Available data:

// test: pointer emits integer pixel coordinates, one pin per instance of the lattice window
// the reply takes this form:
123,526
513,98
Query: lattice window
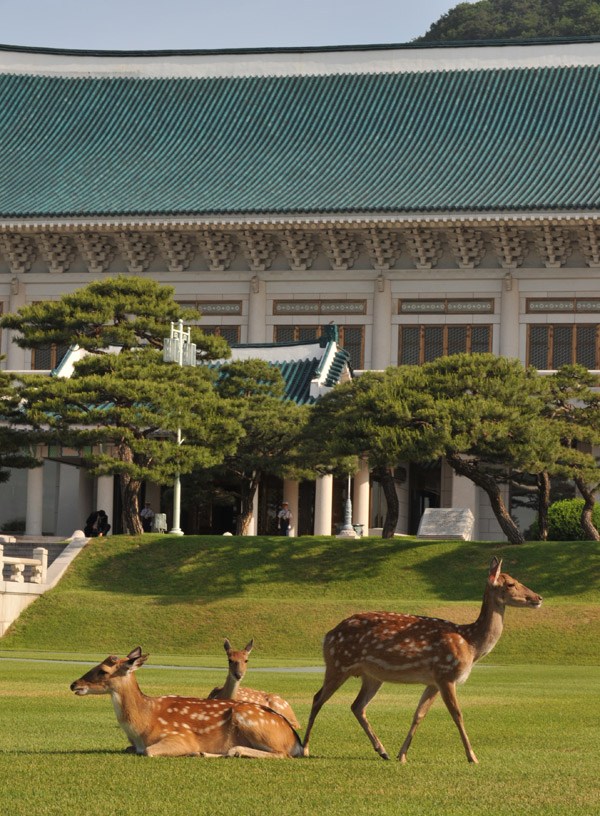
230,333
551,346
47,357
422,344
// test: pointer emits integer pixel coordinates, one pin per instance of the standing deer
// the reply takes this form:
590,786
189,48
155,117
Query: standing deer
238,663
180,726
385,646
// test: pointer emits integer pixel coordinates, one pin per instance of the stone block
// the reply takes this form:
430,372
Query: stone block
447,523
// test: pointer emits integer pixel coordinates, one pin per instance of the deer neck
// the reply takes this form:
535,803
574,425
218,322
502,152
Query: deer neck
485,632
230,689
133,709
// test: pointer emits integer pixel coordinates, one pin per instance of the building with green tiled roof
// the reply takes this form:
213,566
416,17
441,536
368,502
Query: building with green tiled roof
427,199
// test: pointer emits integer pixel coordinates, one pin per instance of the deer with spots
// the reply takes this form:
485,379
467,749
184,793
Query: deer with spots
383,647
238,663
187,726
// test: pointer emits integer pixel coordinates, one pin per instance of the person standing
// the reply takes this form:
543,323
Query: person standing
147,514
284,518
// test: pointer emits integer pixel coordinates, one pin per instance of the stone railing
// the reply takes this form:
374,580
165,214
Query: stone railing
30,577
38,564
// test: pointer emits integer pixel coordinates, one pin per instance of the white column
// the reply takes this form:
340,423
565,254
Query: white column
465,495
104,497
381,352
509,317
35,501
361,499
323,505
291,492
257,312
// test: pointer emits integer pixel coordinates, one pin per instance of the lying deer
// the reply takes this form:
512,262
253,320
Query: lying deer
238,663
385,646
179,726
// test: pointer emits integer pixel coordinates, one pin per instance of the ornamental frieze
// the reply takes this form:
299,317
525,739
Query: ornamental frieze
385,248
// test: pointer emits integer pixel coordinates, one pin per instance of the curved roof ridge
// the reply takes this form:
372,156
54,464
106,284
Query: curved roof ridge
298,49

Work to be completed:
The material above should be returned exactly, without pictures.

Response area:
// test: pointer emits integer pixel coordinates, one pin per instance of the lattice window
// the reply takes this form:
123,526
513,98
Query: lattice window
230,333
551,346
47,357
422,344
// test: pointer emits integer pixel coordinates, one pin per instance of the standing deer
// the reply takes this form:
590,786
189,48
155,117
Query: standing deer
238,663
180,726
385,646
// test: pointer emits integer pixel coordinates, one pin per instance of the stone block
// the reply takes this form:
430,372
Query: stone block
447,523
// test: pointer emits integer pixel coordinates, one pin per instance of the deer neck
// the reply takes this form:
535,803
574,425
218,322
502,152
Query: deer neck
485,632
230,689
133,709
// test: pointer emits integer pixel coordinates, one pin per instance of the building with green tiled roof
// the reply takes this form:
213,566
416,17
441,536
368,502
Query: building with green tiled roof
427,199
// test: pointer emits integer pixel coordinates, one pin per instance of the deer with spots
// the reply takes this form:
485,379
467,749
184,793
Query: deer with spots
383,647
238,663
187,726
// test: pointer emits integer pixel coordinates, one pin per instance of the person standing
// the reply takes this form:
543,323
Query: person standing
147,514
284,518
// test: pointer emits integer pixel coordinates, one pin per instance of the stone railing
// the reply takes this form:
374,580
165,214
Query: stone railing
30,577
38,564
// test: pointer emits integer pixel coordinates, one pin per instance of the white column
// the reply takes this form:
340,423
565,254
Query: white column
465,495
104,497
381,352
509,317
35,501
361,499
323,505
291,492
257,312
// test: pointer emits integer pixel coordinates, one pin per instance of the lying deer
// the reply takes this form:
512,262
253,320
Query: lying deer
238,663
385,646
179,726
// test: pointer emits integer pixel coordinates, one pin per instance of the ornamental frieze
// the reply takes this form:
299,317
525,739
Query: ornamental frieze
385,248
// test: pointer emits integer pixel coordinates, one pin per instance of the curved roof ridge
// the reply takes this form:
372,156
54,464
106,284
Query: curved roof ridge
298,49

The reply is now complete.